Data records
------
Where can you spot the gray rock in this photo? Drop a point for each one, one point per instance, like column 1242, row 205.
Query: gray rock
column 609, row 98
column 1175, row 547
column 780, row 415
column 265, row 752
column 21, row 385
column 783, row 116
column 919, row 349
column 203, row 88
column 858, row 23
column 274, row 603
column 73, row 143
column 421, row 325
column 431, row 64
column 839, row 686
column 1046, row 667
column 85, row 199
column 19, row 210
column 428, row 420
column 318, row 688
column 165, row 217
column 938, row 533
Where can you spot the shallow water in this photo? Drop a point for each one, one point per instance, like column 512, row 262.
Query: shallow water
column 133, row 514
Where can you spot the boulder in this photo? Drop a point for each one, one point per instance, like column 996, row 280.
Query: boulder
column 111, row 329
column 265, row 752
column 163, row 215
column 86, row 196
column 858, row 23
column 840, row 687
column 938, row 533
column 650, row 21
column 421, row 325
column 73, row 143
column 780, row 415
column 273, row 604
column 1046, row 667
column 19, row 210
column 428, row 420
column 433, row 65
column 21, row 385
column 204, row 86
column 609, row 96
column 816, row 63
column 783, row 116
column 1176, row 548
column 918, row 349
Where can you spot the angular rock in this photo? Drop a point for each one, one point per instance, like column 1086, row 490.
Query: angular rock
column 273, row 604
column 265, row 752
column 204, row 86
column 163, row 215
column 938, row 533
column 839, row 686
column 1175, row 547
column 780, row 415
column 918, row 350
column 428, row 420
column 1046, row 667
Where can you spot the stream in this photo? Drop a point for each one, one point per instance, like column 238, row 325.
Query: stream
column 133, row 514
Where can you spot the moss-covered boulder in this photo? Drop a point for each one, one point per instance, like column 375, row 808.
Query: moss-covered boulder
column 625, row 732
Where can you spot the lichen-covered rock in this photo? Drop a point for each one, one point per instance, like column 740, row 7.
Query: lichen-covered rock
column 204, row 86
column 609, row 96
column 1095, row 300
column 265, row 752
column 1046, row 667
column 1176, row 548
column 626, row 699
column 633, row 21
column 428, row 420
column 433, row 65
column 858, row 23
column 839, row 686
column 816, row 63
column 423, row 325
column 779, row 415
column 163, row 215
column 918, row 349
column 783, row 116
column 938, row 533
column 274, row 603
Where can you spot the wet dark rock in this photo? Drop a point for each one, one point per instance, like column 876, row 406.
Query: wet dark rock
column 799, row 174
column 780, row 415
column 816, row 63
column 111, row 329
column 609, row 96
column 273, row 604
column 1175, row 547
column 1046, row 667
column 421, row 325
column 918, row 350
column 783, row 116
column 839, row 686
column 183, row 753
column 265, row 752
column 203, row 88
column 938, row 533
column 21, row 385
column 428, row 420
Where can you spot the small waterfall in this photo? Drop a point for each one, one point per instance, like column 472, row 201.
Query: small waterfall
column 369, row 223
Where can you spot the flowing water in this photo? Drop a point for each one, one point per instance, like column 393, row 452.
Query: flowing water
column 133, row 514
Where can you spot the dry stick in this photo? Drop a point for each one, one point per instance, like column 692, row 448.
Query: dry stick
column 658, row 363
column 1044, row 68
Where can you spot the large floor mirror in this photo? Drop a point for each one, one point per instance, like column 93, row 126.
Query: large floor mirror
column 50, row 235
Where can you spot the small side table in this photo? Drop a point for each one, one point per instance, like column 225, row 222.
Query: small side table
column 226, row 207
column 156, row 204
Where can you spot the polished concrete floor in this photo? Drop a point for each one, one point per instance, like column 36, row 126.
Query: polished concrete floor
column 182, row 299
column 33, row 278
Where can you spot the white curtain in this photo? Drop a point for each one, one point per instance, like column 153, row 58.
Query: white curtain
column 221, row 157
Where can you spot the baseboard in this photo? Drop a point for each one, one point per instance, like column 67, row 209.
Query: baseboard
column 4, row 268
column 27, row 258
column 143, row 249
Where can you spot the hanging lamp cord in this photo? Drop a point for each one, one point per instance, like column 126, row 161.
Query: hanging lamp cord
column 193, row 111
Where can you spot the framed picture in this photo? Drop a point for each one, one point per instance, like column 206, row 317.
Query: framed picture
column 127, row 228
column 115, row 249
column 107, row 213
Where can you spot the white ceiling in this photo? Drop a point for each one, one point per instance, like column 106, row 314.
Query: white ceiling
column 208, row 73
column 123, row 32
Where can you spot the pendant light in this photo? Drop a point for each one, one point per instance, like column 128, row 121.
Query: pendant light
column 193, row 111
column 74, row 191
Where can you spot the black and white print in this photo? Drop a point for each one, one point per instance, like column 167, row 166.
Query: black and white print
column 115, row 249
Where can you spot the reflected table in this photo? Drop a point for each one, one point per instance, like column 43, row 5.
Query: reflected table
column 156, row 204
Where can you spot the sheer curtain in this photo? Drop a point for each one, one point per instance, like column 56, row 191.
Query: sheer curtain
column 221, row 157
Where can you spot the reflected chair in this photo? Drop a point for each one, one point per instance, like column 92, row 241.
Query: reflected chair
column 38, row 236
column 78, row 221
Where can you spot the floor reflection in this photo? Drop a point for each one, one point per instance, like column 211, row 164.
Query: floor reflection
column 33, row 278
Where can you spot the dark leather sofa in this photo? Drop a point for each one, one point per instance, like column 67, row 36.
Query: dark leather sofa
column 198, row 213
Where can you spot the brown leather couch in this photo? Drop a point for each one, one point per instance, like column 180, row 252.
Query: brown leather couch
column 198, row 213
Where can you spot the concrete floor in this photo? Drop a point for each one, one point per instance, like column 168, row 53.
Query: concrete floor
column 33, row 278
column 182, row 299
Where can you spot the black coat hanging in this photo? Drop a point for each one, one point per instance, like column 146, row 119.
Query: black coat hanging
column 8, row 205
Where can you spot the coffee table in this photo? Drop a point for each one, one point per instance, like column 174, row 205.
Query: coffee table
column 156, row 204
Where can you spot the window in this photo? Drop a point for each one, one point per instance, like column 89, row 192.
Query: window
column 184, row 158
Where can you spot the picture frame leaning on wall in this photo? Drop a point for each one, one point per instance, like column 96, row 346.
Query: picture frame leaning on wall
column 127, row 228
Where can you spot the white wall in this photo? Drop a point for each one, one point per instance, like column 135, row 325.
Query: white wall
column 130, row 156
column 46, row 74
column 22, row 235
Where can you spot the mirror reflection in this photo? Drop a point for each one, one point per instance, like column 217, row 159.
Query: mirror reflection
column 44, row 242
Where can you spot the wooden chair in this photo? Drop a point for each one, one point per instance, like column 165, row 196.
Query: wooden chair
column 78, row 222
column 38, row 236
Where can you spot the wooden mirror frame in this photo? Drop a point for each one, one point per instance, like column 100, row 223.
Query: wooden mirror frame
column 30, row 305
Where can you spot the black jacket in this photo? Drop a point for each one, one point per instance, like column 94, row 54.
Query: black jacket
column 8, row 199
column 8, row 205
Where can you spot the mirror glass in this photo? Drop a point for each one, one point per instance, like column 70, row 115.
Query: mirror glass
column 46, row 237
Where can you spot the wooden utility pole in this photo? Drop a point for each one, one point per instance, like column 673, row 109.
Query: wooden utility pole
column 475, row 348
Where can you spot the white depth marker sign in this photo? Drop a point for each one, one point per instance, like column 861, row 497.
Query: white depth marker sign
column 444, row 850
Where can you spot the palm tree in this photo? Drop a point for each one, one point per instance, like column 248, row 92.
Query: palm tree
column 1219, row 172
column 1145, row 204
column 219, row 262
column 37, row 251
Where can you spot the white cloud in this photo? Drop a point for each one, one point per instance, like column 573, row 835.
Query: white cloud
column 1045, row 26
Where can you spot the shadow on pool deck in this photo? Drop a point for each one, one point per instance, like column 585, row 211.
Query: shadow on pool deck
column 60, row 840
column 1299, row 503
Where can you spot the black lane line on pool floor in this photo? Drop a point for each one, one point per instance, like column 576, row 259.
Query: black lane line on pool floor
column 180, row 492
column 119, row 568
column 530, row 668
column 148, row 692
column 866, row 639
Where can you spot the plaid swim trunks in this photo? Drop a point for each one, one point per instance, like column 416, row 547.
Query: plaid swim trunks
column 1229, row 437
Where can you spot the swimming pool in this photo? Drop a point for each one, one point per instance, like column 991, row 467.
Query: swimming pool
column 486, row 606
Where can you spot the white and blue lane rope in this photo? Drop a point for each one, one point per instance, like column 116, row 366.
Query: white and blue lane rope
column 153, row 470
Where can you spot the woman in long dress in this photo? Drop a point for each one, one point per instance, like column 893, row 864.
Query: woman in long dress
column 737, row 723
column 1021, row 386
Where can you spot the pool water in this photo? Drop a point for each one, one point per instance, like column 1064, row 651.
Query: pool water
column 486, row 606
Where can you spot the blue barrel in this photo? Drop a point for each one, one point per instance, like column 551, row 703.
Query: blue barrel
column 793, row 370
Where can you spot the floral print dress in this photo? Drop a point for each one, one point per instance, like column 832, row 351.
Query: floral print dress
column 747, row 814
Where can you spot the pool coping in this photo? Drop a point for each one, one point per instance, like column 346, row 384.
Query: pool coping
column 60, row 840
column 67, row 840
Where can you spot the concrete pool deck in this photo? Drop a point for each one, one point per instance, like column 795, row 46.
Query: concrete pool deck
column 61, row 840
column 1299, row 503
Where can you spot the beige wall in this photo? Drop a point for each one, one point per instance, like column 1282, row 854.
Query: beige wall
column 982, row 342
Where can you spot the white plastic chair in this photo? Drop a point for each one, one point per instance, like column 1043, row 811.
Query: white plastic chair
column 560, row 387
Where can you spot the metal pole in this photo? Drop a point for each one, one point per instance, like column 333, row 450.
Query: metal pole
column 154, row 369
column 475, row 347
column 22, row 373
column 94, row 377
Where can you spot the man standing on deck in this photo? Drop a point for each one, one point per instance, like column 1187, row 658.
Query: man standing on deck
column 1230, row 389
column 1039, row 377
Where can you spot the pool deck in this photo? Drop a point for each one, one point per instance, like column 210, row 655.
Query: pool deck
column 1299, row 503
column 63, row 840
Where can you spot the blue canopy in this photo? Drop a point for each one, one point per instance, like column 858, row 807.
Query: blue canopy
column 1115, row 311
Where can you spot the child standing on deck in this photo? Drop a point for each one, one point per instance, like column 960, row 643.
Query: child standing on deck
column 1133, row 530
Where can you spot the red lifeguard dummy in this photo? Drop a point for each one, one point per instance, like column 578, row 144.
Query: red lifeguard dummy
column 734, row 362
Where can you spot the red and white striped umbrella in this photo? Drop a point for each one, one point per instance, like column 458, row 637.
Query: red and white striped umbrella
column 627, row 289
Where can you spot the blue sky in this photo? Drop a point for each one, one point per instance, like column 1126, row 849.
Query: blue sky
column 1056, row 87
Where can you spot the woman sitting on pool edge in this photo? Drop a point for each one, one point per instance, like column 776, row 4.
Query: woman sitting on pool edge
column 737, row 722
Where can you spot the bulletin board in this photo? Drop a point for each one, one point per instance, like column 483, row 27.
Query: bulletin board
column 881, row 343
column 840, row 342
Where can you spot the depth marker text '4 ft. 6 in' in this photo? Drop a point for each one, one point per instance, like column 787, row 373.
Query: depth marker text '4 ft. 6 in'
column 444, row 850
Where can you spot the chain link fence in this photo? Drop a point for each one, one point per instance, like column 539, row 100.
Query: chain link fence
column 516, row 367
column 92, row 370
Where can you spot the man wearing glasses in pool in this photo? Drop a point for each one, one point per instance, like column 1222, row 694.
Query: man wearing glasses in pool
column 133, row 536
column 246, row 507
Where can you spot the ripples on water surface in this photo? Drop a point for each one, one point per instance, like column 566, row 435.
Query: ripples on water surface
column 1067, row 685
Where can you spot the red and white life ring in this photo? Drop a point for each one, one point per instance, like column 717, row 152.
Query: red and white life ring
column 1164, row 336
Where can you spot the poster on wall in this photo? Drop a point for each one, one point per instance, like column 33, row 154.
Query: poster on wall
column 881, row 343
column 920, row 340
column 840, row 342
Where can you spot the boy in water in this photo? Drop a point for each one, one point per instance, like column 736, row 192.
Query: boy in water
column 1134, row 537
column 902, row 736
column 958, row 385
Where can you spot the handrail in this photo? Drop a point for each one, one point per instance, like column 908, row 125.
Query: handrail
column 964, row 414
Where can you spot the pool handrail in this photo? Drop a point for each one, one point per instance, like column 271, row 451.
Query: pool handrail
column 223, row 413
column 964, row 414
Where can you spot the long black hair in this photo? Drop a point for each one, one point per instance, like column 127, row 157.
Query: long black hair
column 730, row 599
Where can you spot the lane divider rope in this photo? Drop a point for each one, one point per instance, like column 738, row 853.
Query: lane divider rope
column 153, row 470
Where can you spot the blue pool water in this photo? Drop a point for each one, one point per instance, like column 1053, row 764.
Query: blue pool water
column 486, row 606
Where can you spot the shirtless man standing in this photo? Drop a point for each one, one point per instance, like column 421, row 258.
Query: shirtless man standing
------
AIM OF THE EXERCISE: Copy the rows above verbatim, starting at the line that contains "Where can you spot the blue sky" and ending at the line that contains "column 1056, row 87".

ANSWER TO THE EXERCISE:
Where can you spot the blue sky in this photo? Drop a point for each one, one point per instance, like column 1126, row 849.
Query: blue sky
column 1056, row 87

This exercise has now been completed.